## START PROVIDED RECORDS
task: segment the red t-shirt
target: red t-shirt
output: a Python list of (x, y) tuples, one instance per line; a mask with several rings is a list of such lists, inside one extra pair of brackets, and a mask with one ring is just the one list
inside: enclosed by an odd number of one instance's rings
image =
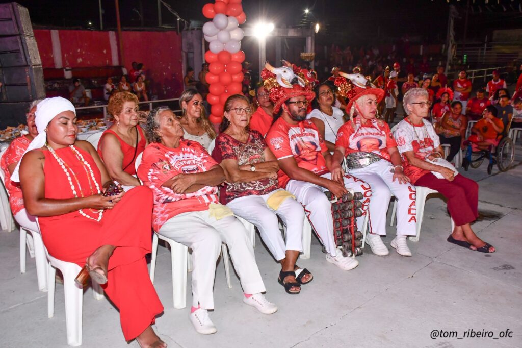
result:
[(345, 156), (358, 151), (372, 152), (391, 161), (388, 149), (397, 146), (388, 124), (374, 119), (367, 124), (361, 124), (359, 117), (353, 123), (347, 122), (339, 129), (336, 146), (346, 149)]
[[(216, 138), (216, 147), (212, 152), (212, 157), (218, 163), (223, 159), (233, 159), (238, 163), (238, 166), (255, 164), (265, 161), (266, 148), (266, 143), (257, 131), (250, 131), (246, 143), (242, 143), (222, 133)], [(279, 187), (277, 180), (275, 179), (228, 183), (220, 190), (219, 199), (222, 204), (227, 204), (239, 197), (267, 194)]]
[(499, 80), (496, 82), (495, 82), (493, 80), (488, 82), (488, 85), (486, 86), (486, 91), (489, 93), (489, 98), (491, 98), (493, 95), (495, 94), (495, 92), (496, 91), (497, 89), (505, 88), (506, 82), (502, 78), (499, 78)]
[[(459, 88), (467, 88), (471, 86), (471, 82), (468, 80), (467, 78), (465, 78), (463, 80), (460, 78), (457, 78), (456, 80), (453, 82), (453, 89), (455, 89), (456, 87), (459, 87)], [(471, 92), (459, 92), (458, 90), (455, 90), (454, 92), (454, 100), (461, 100), (466, 101), (469, 99), (469, 95)]]
[(468, 102), (468, 108), (469, 109), (469, 113), (474, 115), (481, 115), (484, 109), (491, 102), (486, 98), (479, 99), (476, 97), (473, 97)]
[(5, 188), (9, 193), (9, 205), (13, 215), (16, 215), (17, 213), (23, 209), (23, 196), (20, 183), (11, 181), (11, 175), (7, 168), (13, 163), (20, 161), (30, 143), (31, 141), (25, 135), (16, 138), (11, 142), (9, 147), (0, 159), (0, 168), (5, 175)]
[(218, 166), (205, 148), (197, 142), (180, 140), (180, 146), (172, 148), (152, 143), (143, 152), (138, 177), (154, 193), (152, 228), (159, 230), (163, 224), (176, 215), (208, 209), (210, 203), (218, 203), (218, 189), (205, 186), (192, 193), (176, 193), (161, 186), (178, 174), (194, 174)]
[(270, 126), (272, 125), (273, 121), (274, 118), (267, 113), (263, 108), (259, 107), (257, 108), (256, 112), (252, 114), (248, 125), (250, 126), (251, 130), (257, 131), (262, 135), (265, 136), (270, 129)]
[[(323, 157), (328, 148), (319, 130), (310, 120), (290, 124), (280, 117), (270, 127), (265, 140), (278, 159), (293, 156), (299, 167), (315, 174), (329, 171)], [(281, 169), (277, 175), (279, 185), (286, 188), (290, 178)]]

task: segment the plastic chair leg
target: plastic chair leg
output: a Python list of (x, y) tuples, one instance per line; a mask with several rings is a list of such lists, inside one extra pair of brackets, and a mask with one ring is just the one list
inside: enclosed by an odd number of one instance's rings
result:
[(170, 243), (172, 264), (172, 298), (174, 308), (184, 308), (187, 304), (187, 250), (180, 243)]
[(228, 249), (227, 248), (227, 245), (224, 243), (221, 243), (221, 259), (223, 260), (223, 264), (225, 266), (225, 277), (227, 279), (227, 285), (229, 288), (232, 288), (232, 283), (230, 281), (230, 264), (229, 263)]
[(308, 217), (305, 215), (304, 222), (303, 224), (303, 254), (301, 256), (301, 258), (303, 260), (310, 259), (311, 249), (312, 225), (308, 221)]
[(20, 228), (20, 273), (26, 273), (26, 238), (27, 232)]
[(75, 283), (74, 279), (79, 267), (67, 267), (64, 273), (65, 293), (65, 324), (67, 344), (75, 347), (81, 345), (81, 324), (83, 314), (84, 291)]
[(152, 236), (152, 253), (150, 257), (150, 281), (154, 283), (154, 274), (156, 271), (156, 257), (158, 253), (158, 235), (156, 232)]
[(54, 316), (54, 288), (56, 283), (55, 279), (56, 276), (56, 269), (47, 263), (47, 317), (52, 318)]
[(38, 290), (48, 291), (47, 271), (48, 261), (45, 250), (43, 249), (42, 236), (38, 232), (31, 231), (33, 245), (34, 246), (34, 261), (36, 262), (36, 275), (38, 279)]

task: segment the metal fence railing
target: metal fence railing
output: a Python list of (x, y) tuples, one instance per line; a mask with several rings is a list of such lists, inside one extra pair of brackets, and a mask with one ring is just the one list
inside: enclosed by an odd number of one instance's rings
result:
[[(153, 109), (153, 108), (152, 107), (152, 104), (153, 104), (155, 103), (161, 103), (161, 102), (162, 102), (162, 103), (167, 103), (168, 102), (172, 102), (172, 101), (178, 101), (179, 102), (179, 101), (180, 101), (180, 98), (173, 98), (173, 99), (158, 99), (157, 100), (148, 100), (147, 101), (140, 101), (138, 103), (138, 104), (139, 104), (140, 105), (144, 105), (144, 104), (148, 104), (148, 105), (149, 105), (149, 111), (150, 111), (152, 109)], [(106, 121), (107, 118), (107, 118), (107, 114), (107, 114), (107, 106), (108, 106), (108, 105), (106, 104), (105, 104), (104, 105), (92, 105), (92, 106), (88, 106), (88, 107), (78, 107), (78, 108), (76, 108), (76, 109), (77, 110), (89, 110), (89, 109), (102, 109), (102, 108), (103, 108), (103, 120), (104, 121)], [(182, 110), (181, 110), (181, 109), (180, 109), (173, 110), (172, 110), (172, 111), (174, 113), (175, 113), (176, 112), (180, 112)]]

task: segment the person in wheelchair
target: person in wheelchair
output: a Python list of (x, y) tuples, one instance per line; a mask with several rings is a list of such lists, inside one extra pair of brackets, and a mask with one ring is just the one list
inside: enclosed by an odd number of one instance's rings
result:
[(484, 109), (482, 118), (473, 125), (472, 133), (465, 145), (470, 145), (472, 151), (493, 151), (498, 146), (504, 131), (504, 122), (497, 118), (496, 108), (490, 105)]

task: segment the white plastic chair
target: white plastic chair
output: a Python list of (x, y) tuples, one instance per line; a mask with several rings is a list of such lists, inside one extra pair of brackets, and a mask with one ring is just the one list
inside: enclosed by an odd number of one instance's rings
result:
[[(37, 223), (38, 219), (37, 218)], [(76, 263), (58, 260), (49, 254), (43, 246), (49, 262), (47, 271), (47, 312), (49, 318), (54, 316), (54, 288), (56, 269), (64, 277), (64, 293), (65, 296), (65, 326), (67, 342), (70, 346), (81, 345), (81, 326), (83, 315), (84, 289), (74, 281), (81, 269)], [(92, 294), (95, 299), (103, 298), (103, 290), (98, 283), (92, 282)]]
[[(7, 149), (4, 149), (0, 152), (0, 158), (4, 155)], [(5, 173), (0, 169), (0, 179), (2, 180), (2, 184), (5, 188)], [(1, 190), (1, 189), (0, 189)], [(6, 196), (9, 197), (9, 192), (7, 189), (2, 190), (5, 192)], [(13, 220), (11, 214), (11, 208), (9, 205), (8, 201), (7, 206), (3, 206), (4, 211), (3, 213), (8, 213), (9, 218)], [(2, 215), (4, 215), (2, 213)], [(38, 231), (33, 231), (29, 228), (22, 226), (20, 226), (20, 273), (26, 273), (26, 246), (27, 244), (27, 233), (29, 233), (33, 239), (33, 245), (34, 251), (29, 249), (29, 254), (31, 258), (34, 258), (34, 261), (36, 263), (36, 275), (38, 280), (38, 290), (42, 292), (46, 292), (47, 288), (47, 260), (45, 259), (45, 252), (43, 248), (43, 241), (42, 240), (42, 236)]]
[[(136, 158), (134, 164), (136, 171), (141, 163), (143, 153), (139, 154)], [(141, 180), (140, 180), (141, 182)], [(159, 233), (154, 232), (152, 237), (152, 254), (150, 259), (150, 280), (153, 283), (154, 277), (156, 274), (156, 258), (158, 253), (158, 242), (159, 239), (161, 239), (170, 246), (171, 262), (172, 267), (172, 298), (174, 308), (178, 309), (186, 307), (187, 300), (187, 271), (192, 271), (192, 262), (190, 262), (191, 257), (188, 253), (188, 248), (186, 246), (178, 243), (176, 241), (162, 236)], [(221, 258), (225, 268), (225, 277), (227, 279), (227, 285), (229, 289), (232, 288), (232, 283), (230, 281), (230, 265), (229, 262), (228, 250), (226, 244), (221, 244)]]
[[(415, 237), (409, 237), (410, 240), (413, 241), (419, 241), (419, 238), (421, 234), (421, 226), (422, 225), (422, 219), (424, 217), (424, 208), (426, 204), (426, 199), (428, 196), (432, 193), (438, 193), (438, 191), (432, 190), (423, 186), (416, 186), (415, 189), (417, 193), (415, 195), (415, 217), (417, 221), (417, 235)], [(397, 199), (394, 202), (393, 210), (392, 211), (392, 218), (390, 221), (390, 226), (393, 226), (394, 221), (395, 219), (395, 215), (397, 213)], [(450, 216), (451, 220), (452, 231), (455, 227), (455, 223), (453, 219)]]

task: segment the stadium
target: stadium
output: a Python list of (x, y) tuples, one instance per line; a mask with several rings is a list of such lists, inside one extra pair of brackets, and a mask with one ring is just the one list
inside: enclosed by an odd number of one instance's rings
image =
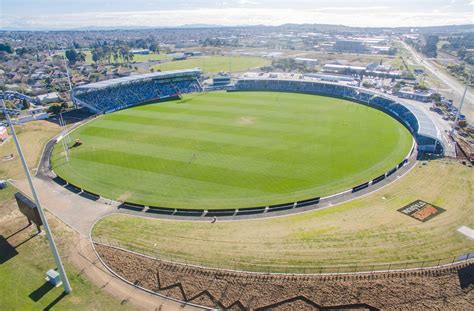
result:
[(237, 216), (375, 186), (416, 156), (415, 142), (417, 152), (443, 153), (426, 115), (383, 95), (265, 79), (208, 93), (199, 76), (184, 70), (77, 87), (76, 101), (105, 115), (70, 135), (83, 144), (68, 157), (57, 145), (54, 172), (125, 208)]
[(38, 176), (134, 287), (204, 308), (375, 310), (406, 300), (401, 279), (416, 299), (470, 271), (469, 172), (423, 161), (445, 142), (413, 104), (287, 75), (209, 91), (199, 69), (72, 94), (92, 116), (47, 145)]

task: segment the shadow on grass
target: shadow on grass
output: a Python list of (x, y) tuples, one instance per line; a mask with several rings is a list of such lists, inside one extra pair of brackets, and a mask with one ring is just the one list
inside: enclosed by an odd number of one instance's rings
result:
[(0, 235), (0, 265), (16, 255), (18, 255), (18, 252), (15, 247), (13, 247), (3, 235)]
[(38, 302), (44, 295), (46, 295), (54, 286), (49, 282), (44, 282), (43, 285), (35, 289), (28, 297), (31, 298), (34, 302)]
[(474, 284), (474, 264), (460, 269), (458, 271), (458, 277), (462, 289), (472, 286)]
[(59, 295), (58, 297), (56, 297), (56, 299), (54, 299), (53, 301), (51, 301), (49, 303), (49, 305), (47, 305), (44, 310), (51, 310), (58, 302), (60, 302), (65, 296), (66, 296), (66, 292), (61, 292), (61, 295)]
[[(49, 291), (54, 289), (54, 286), (49, 282), (44, 282), (43, 285), (35, 289), (30, 295), (31, 300), (38, 302), (43, 298)], [(58, 302), (60, 302), (65, 296), (66, 292), (62, 291), (61, 294), (51, 301), (43, 310), (51, 310)]]

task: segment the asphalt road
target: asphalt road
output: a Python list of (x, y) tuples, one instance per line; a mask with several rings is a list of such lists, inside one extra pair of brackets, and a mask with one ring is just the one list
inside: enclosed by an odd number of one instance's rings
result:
## END PROVIDED RECORDS
Pull out the records verbatim, starting with their first line and continuing through the line containing "97), (473, 97)]", with both of those lines included. Leave any pictures out of your answer.

task: segment the red t-shirt
target: red t-shirt
output: a Python list of (x, y) tuples, one instance per line; a mask with several rings is a list of such lists, inside one extra pair of brackets, and a mask with one ring is just the one list
inside: enclosed by an odd number of one instance's rings
image =
result:
[(345, 156), (358, 151), (372, 152), (391, 161), (388, 149), (397, 146), (388, 124), (374, 119), (367, 124), (361, 124), (359, 117), (353, 123), (347, 122), (339, 129), (336, 146), (346, 149)]
[[(216, 138), (216, 147), (212, 152), (212, 157), (218, 163), (223, 159), (233, 159), (238, 163), (238, 166), (255, 164), (265, 161), (266, 148), (266, 143), (257, 131), (250, 131), (246, 143), (242, 143), (222, 133)], [(279, 187), (277, 180), (275, 179), (228, 183), (220, 190), (219, 199), (222, 204), (227, 204), (239, 197), (267, 194)]]
[(499, 80), (496, 82), (495, 82), (493, 80), (488, 82), (488, 85), (486, 86), (486, 91), (489, 93), (489, 98), (491, 98), (493, 95), (495, 94), (495, 92), (496, 91), (497, 89), (505, 88), (506, 82), (502, 78), (499, 78)]
[[(459, 88), (467, 88), (471, 86), (471, 82), (468, 80), (467, 78), (465, 78), (463, 80), (460, 78), (457, 78), (456, 80), (453, 82), (453, 89), (455, 89), (456, 87), (459, 87)], [(471, 92), (459, 92), (458, 90), (455, 90), (454, 92), (454, 100), (461, 100), (466, 101), (469, 99), (469, 95)]]
[(468, 102), (468, 108), (469, 109), (469, 113), (474, 115), (481, 115), (484, 109), (491, 102), (486, 98), (479, 99), (476, 97), (473, 97)]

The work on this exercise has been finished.